------ Seçilen metin ------

HERKES BİR SONUÇ ÇIKARTMALI !
Uygarlıklar beşiği, dünya güzelliklerinin bir arada olduğu cennet Egede Kuşadasında eczacı örgüt yöneticilerinin katıldığı bölgelerarası toplantı yaptık.
Dünyada ülkemizde ve mesleğimizde yaşanan gelişmelerin, sorunların yanında çözüme ilişkin öneriler de sunuldu. TEB faaliyetlerini genel sekreter anlattı, eczacı odalarının büyük çoğunluğu söz aldı. Özellikle TEB başta olmak üzere kamu kurumları ve yaşanan sıkıntılara ilişkin eleştiriler yapıldı, kooperatif konusu birçok konuşmacı tarafından ele alındı.
Genel başkan tüm eleştirilere ilişkin cevap verdi, yaşananlardan, projelerden aktarımlar yaptı. Bunların hepsi olağan olarak bu tür toplantılarda yer alan konular. Olağan olmayan ise belki de ilk defa bu kadar açık olarak farkına varabildiğim odaların daha doğrusu örgüt yöneticilerinin durumu.
Hep söyleriz ya bizler yani eczacılar, eczanelerimizden veya sadece bireysel yaşadıklarımızdan tüm yaşananları tarif etme şansımız olamaz diye. Daha evrensel, daha ulusal, daha toplumsal ve daha çevresel bakmalıyız diye. Yoksa kendi yarattığımız o küçücük dünyada boğulur gideriz. Kendimize faydamız olmadığı gibi çevremize ve ailemize faydamız olamaz. Bunları biz yöneticiler, yaşamımızın her alanında, özelde de eczanemizde geleceğe ilişkin hazırlıklarda ve yaşanan sorunlara karşın tepkilerde daha duyarlı olunması için hep söylüyoruz.

------

(Zorunlu görev) Seçilen metne göre toplantıda TEB faaliyetlerini kim anlattı? Satırlara bu iş için ihtiyaç yoktur.

------ Veri kümesi ------

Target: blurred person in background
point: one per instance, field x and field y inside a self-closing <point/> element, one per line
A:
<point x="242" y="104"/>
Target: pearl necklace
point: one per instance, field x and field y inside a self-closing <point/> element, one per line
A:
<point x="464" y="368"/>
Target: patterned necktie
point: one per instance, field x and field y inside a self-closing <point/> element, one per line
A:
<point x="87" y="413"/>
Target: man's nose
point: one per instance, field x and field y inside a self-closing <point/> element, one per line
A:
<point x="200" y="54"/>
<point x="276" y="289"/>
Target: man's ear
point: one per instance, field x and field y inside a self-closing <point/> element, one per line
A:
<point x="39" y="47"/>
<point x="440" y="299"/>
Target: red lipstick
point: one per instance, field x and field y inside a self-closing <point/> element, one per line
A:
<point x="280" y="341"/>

------

(Yazılı yanıt) TEB faaliyetlerini genel sekreter anlattı.